» WHAT YOU HAVE TO DO:
Reproduce the data below in full and exclude every picture.

» DATA FOR PROCESSING:
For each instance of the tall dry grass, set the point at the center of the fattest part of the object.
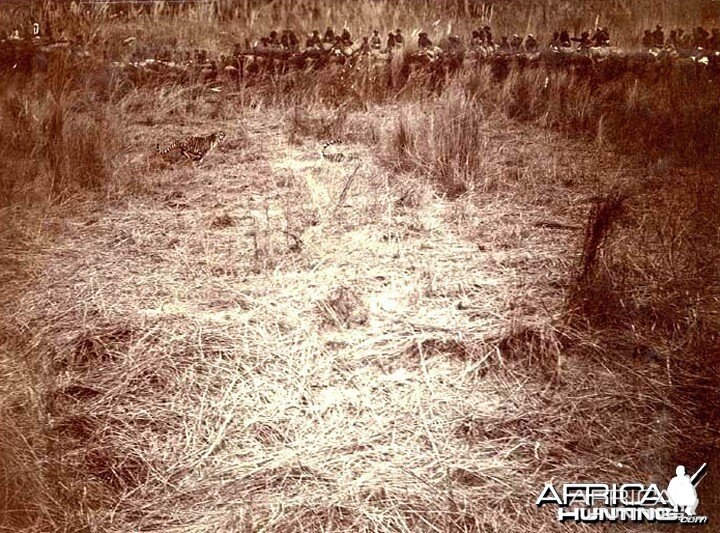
(59, 135)
(648, 269)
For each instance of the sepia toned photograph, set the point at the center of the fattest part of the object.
(382, 266)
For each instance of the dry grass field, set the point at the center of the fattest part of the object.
(498, 282)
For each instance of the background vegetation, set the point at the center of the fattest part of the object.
(605, 359)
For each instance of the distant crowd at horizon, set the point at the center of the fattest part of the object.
(481, 40)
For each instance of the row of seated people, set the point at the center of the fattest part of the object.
(481, 39)
(680, 39)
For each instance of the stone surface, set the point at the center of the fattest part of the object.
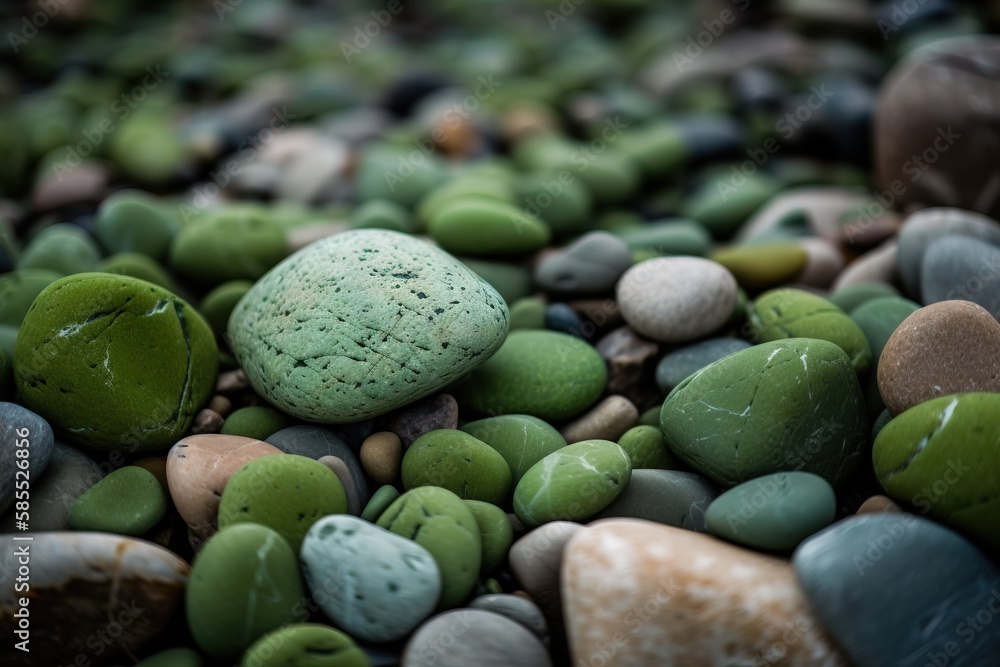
(676, 299)
(83, 361)
(375, 585)
(793, 404)
(886, 588)
(356, 325)
(659, 595)
(944, 348)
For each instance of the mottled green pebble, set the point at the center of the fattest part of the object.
(287, 493)
(522, 440)
(129, 501)
(442, 523)
(255, 422)
(496, 531)
(244, 583)
(305, 645)
(573, 483)
(546, 374)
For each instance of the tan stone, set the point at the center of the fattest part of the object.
(641, 593)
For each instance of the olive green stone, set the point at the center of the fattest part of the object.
(18, 290)
(287, 493)
(573, 483)
(522, 440)
(773, 512)
(647, 448)
(133, 221)
(358, 324)
(129, 501)
(793, 404)
(479, 226)
(794, 313)
(442, 523)
(115, 363)
(63, 248)
(545, 374)
(941, 457)
(218, 305)
(255, 422)
(231, 244)
(761, 266)
(305, 645)
(244, 583)
(498, 534)
(456, 461)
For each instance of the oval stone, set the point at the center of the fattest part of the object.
(358, 324)
(793, 404)
(375, 585)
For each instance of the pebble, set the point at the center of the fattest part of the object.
(375, 585)
(198, 469)
(572, 483)
(82, 362)
(676, 299)
(244, 583)
(862, 573)
(642, 593)
(590, 265)
(793, 404)
(411, 320)
(921, 359)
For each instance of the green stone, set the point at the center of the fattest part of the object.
(244, 583)
(129, 501)
(479, 226)
(63, 248)
(456, 461)
(497, 533)
(941, 457)
(133, 221)
(573, 483)
(231, 244)
(287, 493)
(647, 448)
(442, 523)
(545, 374)
(305, 645)
(522, 440)
(255, 422)
(757, 267)
(219, 304)
(380, 500)
(793, 404)
(773, 512)
(115, 363)
(361, 323)
(793, 313)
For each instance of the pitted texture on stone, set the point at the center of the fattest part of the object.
(360, 323)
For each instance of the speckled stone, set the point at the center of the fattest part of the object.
(641, 593)
(944, 348)
(358, 324)
(676, 299)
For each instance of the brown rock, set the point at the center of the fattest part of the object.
(607, 420)
(947, 347)
(641, 593)
(381, 455)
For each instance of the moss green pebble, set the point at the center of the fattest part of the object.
(573, 483)
(287, 493)
(305, 645)
(442, 523)
(129, 501)
(115, 363)
(456, 461)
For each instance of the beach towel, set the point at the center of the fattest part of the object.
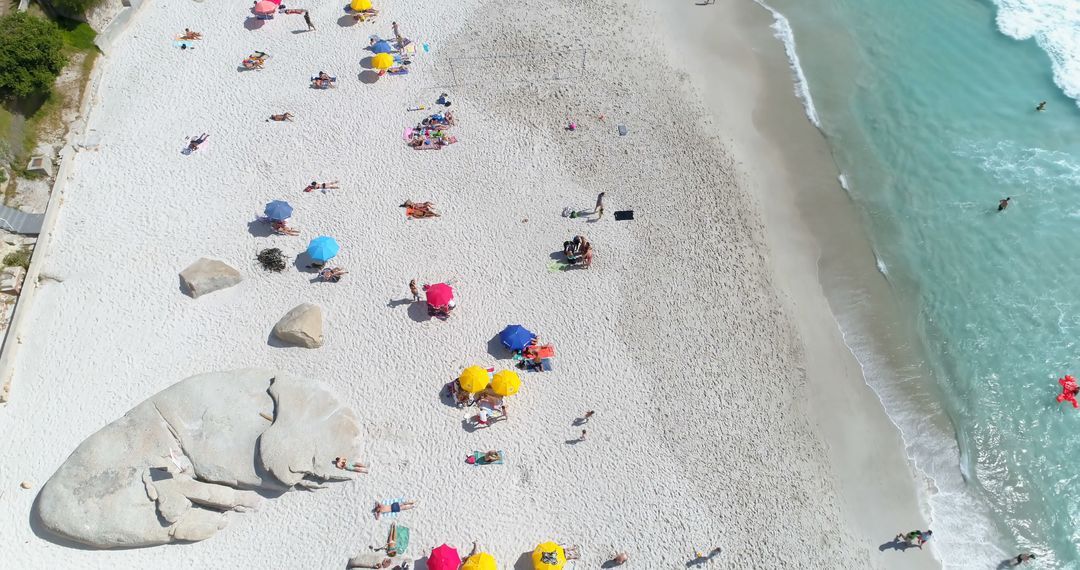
(392, 515)
(477, 459)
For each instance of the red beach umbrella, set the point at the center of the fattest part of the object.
(444, 558)
(439, 295)
(265, 7)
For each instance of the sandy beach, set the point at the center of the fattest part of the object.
(729, 415)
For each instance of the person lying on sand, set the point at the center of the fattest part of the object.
(321, 186)
(332, 274)
(419, 209)
(193, 144)
(343, 464)
(280, 227)
(395, 506)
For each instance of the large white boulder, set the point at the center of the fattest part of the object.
(302, 326)
(208, 275)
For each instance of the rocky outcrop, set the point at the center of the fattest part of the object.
(208, 275)
(302, 326)
(174, 466)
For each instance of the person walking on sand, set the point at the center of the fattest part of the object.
(1023, 557)
(599, 205)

» RESULT OF THIS EXERCISE:
For each instance of the tall dry grass, set the point at the center of the fattest part of the object.
(59, 135)
(648, 269)
For each instance of the sepia toned photograph, set the point at the center of the fattest part of the object.
(382, 266)
For each instance of the dry grass field, set the point at the center of the fattest part of the object.
(498, 282)
For each instance of the background vegetation, set the point at the center of the fattest part of the object.
(605, 359)
For each instance of the distant crowd at horizon, set the point at the center of the fattest part of the object.
(481, 40)
For each instance of the row of seated people, set the point at the center of the fattest part of the object.
(481, 39)
(680, 39)
For each instance of the stone surface, set the point at the center of the fattest part of the object.
(676, 299)
(83, 361)
(375, 585)
(793, 404)
(886, 588)
(356, 325)
(659, 595)
(944, 348)
For each instance of the mottled green pebble, set the point at the center of the fattest part of the object.
(287, 493)
(522, 440)
(129, 501)
(442, 523)
(255, 422)
(496, 531)
(244, 583)
(305, 645)
(573, 483)
(546, 374)
For each instance of the tan stone, set the point at the center of the fattest part of the object.
(641, 593)
For each instance of the olive green stone, set the point at the center of the fattest part of the object.
(18, 290)
(287, 493)
(573, 483)
(522, 440)
(773, 512)
(647, 448)
(133, 221)
(358, 324)
(129, 501)
(793, 404)
(479, 226)
(794, 313)
(442, 523)
(115, 363)
(63, 248)
(545, 374)
(941, 457)
(218, 305)
(255, 422)
(231, 244)
(761, 266)
(305, 645)
(244, 583)
(498, 534)
(456, 461)
For each instance of the oval stone, set the point at the center of the fattest part of the object.
(358, 324)
(793, 404)
(375, 585)
For each instance of the pebble, set the point at the center of the fattest part of the object.
(375, 585)
(198, 469)
(572, 483)
(82, 362)
(676, 299)
(244, 583)
(862, 573)
(642, 593)
(590, 265)
(793, 404)
(411, 320)
(921, 359)
For each instance of the green stone, set the point at the center of the fattest part of the object.
(244, 583)
(129, 501)
(479, 226)
(63, 248)
(456, 461)
(497, 533)
(941, 457)
(133, 221)
(573, 483)
(231, 244)
(287, 493)
(647, 448)
(442, 523)
(545, 374)
(305, 645)
(522, 440)
(255, 422)
(757, 267)
(219, 304)
(380, 500)
(793, 404)
(773, 512)
(115, 363)
(361, 323)
(793, 313)
For each instance of the pitted texture on stone, set the point at the center of the fattest part of the object.
(360, 323)
For each instance of the speckled stone, set the point at the center of the fattest part of the object.
(641, 593)
(944, 348)
(358, 324)
(676, 299)
For each instance of the brown rock, set the point at the center of the fattest part of the object.
(607, 420)
(947, 347)
(641, 593)
(381, 455)
For each instance of the moss green pebble, set the point at the center of the fattest part of the object.
(573, 483)
(287, 493)
(305, 645)
(442, 523)
(129, 501)
(115, 363)
(456, 461)
For each instance of the beach towel, set the point at the center of the fattest part of the object.
(392, 515)
(477, 459)
For each instance of the red beach umbrella, set the point at the center of the fattest part of the object.
(444, 558)
(439, 295)
(265, 7)
For each instance of the sandy beach, set the point at the center of the fattest part of the object.
(729, 415)
For each instance of the person lying on sand, set the point at the center of the fattest part of the object.
(321, 186)
(332, 274)
(419, 209)
(193, 144)
(343, 464)
(280, 227)
(395, 506)
For each instance of the large white boulder, set the point at the center of the fattest part of the object.
(302, 326)
(208, 275)
For each instance of the rocky outcrop, set the point at the center of the fattest part of the object.
(208, 275)
(302, 326)
(174, 466)
For each instance of the person walking on sand, set the point at the center of the fattest part of the object.
(1023, 557)
(599, 205)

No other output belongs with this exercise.